##### PÁGINA #####

El pueblo que siempre decía sí

Al pueblo español se le ha atribuido tradicionalmente un carácter de anarquista ingobernable que halaga a quienes se creen colectivamente poseedores de una congénita tendencia a la rebeldía. Pero, aunque la afirmación ofenda el orgullo espartaquista de algunos, probablemente sea difícil encontrar, al menos en la Europa contemporánea, un pueblo más sumiso al poder. 

 

El indudable pucherazo de los plebiscitos organizados durante el régimen franquista no puede ocultar que en 1975 una parte mayoritaria del pueblo español apoyaba a un régimen cuyos pocos opositores activos nunca habían podido ir más allá de minoritarias algaradas callejeras.

#####

▶ _TAREAS POR HACER_
(a) Traduce al inglés esta oración del texto sobre el carácter del pueblo español: «El indudable pucherazo de los plebiscitos organizados durante el régimen franquista no puede ocultar que en 1975 una parte mayoritaria del pueblo español apoyaba a un régimen cuyos pocos opositores activos nunca habían podido ir más allá de minoritarias algaradas callejeras».
(b) Prolonga el texto sobre el carácter del pueblo español a partir de su última oración.
Las entradas no hacen falta para resolver estas tareas.

##### DATOS DEL CONJUNTO #####

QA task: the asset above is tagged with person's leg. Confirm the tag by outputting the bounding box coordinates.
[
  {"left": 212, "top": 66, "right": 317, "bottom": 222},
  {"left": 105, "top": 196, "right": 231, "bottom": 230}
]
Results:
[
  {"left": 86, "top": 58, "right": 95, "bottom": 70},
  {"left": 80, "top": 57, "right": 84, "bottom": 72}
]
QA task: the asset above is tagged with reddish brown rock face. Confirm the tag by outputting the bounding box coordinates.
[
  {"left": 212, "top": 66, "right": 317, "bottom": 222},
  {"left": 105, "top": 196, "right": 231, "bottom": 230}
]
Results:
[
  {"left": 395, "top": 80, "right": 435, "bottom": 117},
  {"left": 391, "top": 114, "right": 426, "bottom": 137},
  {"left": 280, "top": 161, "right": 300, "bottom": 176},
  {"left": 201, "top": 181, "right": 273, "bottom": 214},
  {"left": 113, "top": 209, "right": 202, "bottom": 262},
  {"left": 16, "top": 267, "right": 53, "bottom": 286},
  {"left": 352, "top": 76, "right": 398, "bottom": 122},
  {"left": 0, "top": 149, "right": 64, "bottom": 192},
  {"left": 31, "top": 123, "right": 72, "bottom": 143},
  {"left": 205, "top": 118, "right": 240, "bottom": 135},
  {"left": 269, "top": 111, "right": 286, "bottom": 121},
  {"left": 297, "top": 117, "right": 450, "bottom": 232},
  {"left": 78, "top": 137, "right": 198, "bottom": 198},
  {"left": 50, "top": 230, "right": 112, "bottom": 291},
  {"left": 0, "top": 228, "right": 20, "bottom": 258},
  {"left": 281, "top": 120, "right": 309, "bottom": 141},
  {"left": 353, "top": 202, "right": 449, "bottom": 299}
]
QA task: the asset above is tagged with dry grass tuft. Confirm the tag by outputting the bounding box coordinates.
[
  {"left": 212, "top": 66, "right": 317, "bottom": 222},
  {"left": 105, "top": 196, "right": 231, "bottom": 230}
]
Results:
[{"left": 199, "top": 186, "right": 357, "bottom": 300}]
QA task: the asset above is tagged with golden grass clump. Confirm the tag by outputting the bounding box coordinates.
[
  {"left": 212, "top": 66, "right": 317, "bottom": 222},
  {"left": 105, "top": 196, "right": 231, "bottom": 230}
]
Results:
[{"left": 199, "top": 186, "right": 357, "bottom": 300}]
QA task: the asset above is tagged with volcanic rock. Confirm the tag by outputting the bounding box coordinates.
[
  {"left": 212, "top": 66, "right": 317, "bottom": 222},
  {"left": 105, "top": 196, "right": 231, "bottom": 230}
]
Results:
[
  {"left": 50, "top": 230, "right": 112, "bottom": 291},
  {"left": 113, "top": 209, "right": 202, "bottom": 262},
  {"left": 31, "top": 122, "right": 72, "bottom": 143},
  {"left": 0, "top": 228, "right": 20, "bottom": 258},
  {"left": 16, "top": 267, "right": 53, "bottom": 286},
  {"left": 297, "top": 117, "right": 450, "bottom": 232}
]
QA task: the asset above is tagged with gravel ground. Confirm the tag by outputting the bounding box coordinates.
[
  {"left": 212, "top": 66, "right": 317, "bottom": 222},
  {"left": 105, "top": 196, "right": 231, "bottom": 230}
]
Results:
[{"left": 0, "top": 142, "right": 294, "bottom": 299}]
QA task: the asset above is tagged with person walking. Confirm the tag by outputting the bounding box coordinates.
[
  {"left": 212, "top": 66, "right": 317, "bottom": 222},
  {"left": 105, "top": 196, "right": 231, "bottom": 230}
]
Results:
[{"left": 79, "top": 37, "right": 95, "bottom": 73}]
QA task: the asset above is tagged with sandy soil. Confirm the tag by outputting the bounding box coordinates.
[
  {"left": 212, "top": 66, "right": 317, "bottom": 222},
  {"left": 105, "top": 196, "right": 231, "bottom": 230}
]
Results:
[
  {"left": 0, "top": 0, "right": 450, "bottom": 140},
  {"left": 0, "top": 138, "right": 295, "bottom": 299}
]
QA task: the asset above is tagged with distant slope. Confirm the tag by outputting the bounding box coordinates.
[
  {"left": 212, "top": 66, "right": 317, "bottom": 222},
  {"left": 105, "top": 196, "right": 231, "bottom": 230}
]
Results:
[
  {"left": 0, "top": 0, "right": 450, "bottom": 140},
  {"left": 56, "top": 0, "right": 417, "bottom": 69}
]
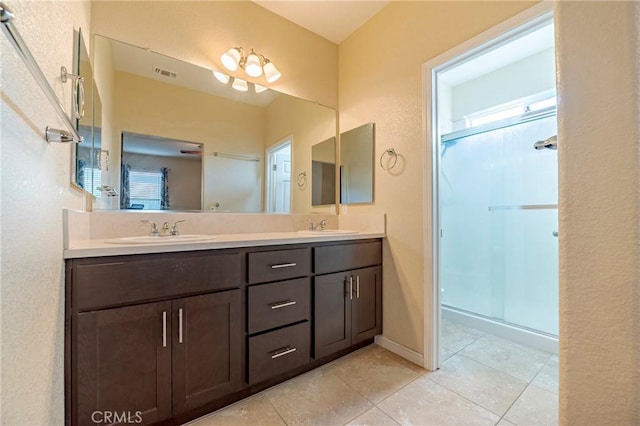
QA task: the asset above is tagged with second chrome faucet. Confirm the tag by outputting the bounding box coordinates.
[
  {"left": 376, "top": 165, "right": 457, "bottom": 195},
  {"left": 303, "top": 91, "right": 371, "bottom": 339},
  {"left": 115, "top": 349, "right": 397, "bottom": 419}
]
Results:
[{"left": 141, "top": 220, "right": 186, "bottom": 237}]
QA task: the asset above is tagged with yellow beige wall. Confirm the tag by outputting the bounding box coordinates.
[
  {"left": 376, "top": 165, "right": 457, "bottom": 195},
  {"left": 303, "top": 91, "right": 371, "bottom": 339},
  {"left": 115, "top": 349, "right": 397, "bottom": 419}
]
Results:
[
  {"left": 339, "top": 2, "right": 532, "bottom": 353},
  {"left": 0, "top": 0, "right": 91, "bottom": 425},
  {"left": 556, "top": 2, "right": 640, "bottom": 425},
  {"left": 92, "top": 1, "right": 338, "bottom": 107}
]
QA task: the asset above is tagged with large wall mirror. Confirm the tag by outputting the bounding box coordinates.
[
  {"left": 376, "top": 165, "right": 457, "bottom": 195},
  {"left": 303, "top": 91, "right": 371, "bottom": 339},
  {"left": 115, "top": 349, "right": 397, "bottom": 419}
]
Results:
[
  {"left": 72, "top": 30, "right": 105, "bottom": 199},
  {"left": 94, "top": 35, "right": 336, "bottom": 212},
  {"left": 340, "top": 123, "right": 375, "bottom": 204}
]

#####

▶ _RESPUESTAS_
(a) The undeniable vote-rigging in the plebiscites organized during the Franco regime cannot hide the fact that in 1975 a majority of the Spanish people supported a regime whose few active opponents had never been able to go beyond small-scale street disturbances.

(b)
Un año después del 20 de noviembre de 1975, el mismo pueblo que había desfilado compungido ante el ataúd de Franco aprobaba por abrumadora mayoría el proceso diseñado para desguazar el régimen bajo el que había vivido sin gran queja durante cuatro décadas. En 1978 una mayoría igualmente aplastante aprobaba la Constitución que, débil y renqueante, ha sobrevivido hasta hoy.

 

Los estatutos de autonomía surgidos a continuación contaron también con una aprobación mayoritaria, si bien los elevados porcentajes de abstención evidenciaron ya desde sus inicios el poco interés de los ciudadanos por las administraciones autonómicas, a las que muchos –y en número creciente– siguen sin tomar demasiado en serio.

 

En 1982 llegaba al poder un PSOE que enarbolaba la bandera antiatlantista y antiamericana tan característica de la izquierda española. Tan sólo tres años después, los mismos que desde la oposición habían clamado por el OTAN, de entrada no, solicitaban a los ciudadanos, desde su nueva posición de gobernantes, el voto favorable a su de salida tampoco. Y los mismos que habían votado al PSOE anti-OTAN de 1982 respaldaron al PSOE pro-OTAN de 1986.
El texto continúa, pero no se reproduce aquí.